## Exercise instructions
Using the article on recycled geotextiles below, answer each question briefly.
(a) Which of the three plastics studied was evaluated for membrane applications?
(b) Under which standard's conditions were the nonwovens and membranes tested?
(c) In which two kinds of tests did the results show no relevant ecotoxicological effects?

## Source document
Recycled Geotextiles: Fraunhofer GREEN Shows How Circular Plastics Can Enter Technical Infrastructure

Recycled geotextiles are moving from sustainability promise to industrial opportunity. The Fraunhofer Cluster of Excellence Circular Plastics Economy CCPE has reported new results from its GREEN project, showing that recycled polypropylene, recycled polyethylene terephthalate and high-density polyethylene can be processed into nonwovens, fibers and membranes for demanding geotextile applications.

The development matters because geotextiles are not niche products. They are used in infrastructure, water management, mining, drainage, filtration, soil stabilization and protective civil-engineering systems. Until now, many of these applications have depended heavily on virgin plastics because technical geotextiles must meet strict requirements for durability, process stability and environmental safety.

Fraunhofer’s latest results suggest that carefully selected recycled plastic streams can meet those expectations when they are properly modified, stabilized and tested.

Why Recycled Geotextiles Matter Now

The pressure on construction, infrastructure and plastics supply chains is increasing. Manufacturers are being asked to reduce dependence on virgin polymers while maintaining the mechanical performance required for long-life technical products.

That is a difficult balance. Recycled plastics often vary in quality, and contamination can disrupt spinning, extrusion and membrane production. For geotextiles, that variability is especially important because the final product may be used underground, in contact with water or inside critical infrastructure.

The GREEN project focuses on precisely this challenge: turning recycled plastic streams into reliable technical geotextiles without compromising processability, stability or environmental compatibility.

According to Fraunhofer CCPE, low-contamination recycled material streams have already shown suitability for high-quality geosynthetics, including applications that can be transferred to industrial production lines.

PP, PET and HDPE: Three Recycled Materials With Industrial Potential

The project examined recycled polypropylene, recycled PET and HDPE. Each material has a different role in the geotextile value chain.

Recycled PP and recycled PET were processed into fibers and nonwovens. These material streams were improved through rheological modification, restabilization and the targeted use of compatibilizers. These steps are important because they help recycled polymers behave more consistently during spinning and mechanical stabilization.

HDPE was evaluated for membrane applications. Fraunhofer reported that HDPE membranes showed no critical loss of strength after extended aging tests, an important signal for applications where long-term durability is essential.

This does not mean that every recycled plastic stream is ready for geotextile production. The key point is more specific: recycled materials can become viable technical raw materials when the input stream is controlled, the formulation is adapted and performance testing confirms suitability.

Environmental Testing Strengthens the Industrial Case

For recycled geotextiles to gain market acceptance, mechanical strength is not enough. Environmental behavior also matters.

Fraunhofer tested recycled PET and recycled PP nonwovens, as well as PE membranes, under DIN EN 16637-2 conditions. The assessment included leaching and ecotoxicity tests. The reported results showed low substance release and no relevant ecotoxicological effects in Daphnia and algae tests. PFAS were also below the limit of detection.

## Data section
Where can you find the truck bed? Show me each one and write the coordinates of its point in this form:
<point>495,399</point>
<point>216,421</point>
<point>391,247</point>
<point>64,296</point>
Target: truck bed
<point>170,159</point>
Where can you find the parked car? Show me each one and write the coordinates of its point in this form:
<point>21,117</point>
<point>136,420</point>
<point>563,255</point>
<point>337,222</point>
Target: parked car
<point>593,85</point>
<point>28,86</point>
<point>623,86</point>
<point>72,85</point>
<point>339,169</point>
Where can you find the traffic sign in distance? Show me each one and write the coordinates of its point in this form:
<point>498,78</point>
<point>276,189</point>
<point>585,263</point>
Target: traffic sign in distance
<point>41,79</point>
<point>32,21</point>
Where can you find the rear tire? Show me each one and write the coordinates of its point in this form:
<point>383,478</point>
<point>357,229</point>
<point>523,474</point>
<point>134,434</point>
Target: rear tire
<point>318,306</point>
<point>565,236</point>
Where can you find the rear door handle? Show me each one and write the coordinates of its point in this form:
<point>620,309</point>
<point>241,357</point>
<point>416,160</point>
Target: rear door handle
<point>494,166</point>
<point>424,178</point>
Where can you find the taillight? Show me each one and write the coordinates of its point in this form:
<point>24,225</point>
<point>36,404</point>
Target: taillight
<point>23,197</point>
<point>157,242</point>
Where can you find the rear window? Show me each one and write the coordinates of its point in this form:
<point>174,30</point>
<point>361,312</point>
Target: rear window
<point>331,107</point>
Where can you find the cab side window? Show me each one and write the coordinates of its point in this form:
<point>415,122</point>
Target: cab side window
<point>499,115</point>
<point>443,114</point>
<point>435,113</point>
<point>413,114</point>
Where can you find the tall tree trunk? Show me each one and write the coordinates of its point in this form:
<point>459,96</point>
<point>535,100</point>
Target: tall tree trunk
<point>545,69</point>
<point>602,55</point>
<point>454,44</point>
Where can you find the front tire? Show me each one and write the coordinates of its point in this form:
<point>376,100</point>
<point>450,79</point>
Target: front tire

## The response
(a) High-density polyethylene (HDPE)
(b) DIN EN 16637-2
(c) Daphnia and algae tests